■ Try it
Where in the data below does the word "lantern" appear? Copy every line that has it.

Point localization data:
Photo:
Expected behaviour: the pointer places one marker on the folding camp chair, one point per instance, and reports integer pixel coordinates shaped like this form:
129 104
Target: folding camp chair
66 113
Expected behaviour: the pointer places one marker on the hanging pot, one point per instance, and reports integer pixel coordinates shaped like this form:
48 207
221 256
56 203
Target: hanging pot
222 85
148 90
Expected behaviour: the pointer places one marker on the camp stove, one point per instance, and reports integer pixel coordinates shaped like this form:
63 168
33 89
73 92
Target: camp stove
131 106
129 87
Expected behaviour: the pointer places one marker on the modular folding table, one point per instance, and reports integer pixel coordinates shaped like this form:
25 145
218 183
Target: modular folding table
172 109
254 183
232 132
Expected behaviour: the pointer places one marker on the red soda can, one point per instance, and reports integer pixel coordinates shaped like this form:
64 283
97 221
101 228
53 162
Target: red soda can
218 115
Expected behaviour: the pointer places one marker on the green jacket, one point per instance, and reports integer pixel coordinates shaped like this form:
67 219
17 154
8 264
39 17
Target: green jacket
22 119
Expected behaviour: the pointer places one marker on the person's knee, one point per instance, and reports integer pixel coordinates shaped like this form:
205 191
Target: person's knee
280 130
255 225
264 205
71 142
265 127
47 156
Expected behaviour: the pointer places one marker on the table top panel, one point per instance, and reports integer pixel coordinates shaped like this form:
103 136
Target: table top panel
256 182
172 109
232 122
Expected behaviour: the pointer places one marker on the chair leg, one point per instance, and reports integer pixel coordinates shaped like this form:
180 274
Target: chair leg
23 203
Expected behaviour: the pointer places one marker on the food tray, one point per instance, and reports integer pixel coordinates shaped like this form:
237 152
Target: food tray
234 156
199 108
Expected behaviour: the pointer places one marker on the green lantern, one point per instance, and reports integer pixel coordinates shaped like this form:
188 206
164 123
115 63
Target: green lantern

■ Exercise response
Expected behaviour: the pointer places one marker on the green lantern, one point per instance, and reports integer pixel coordinates shaped like this form:
Target: green lantern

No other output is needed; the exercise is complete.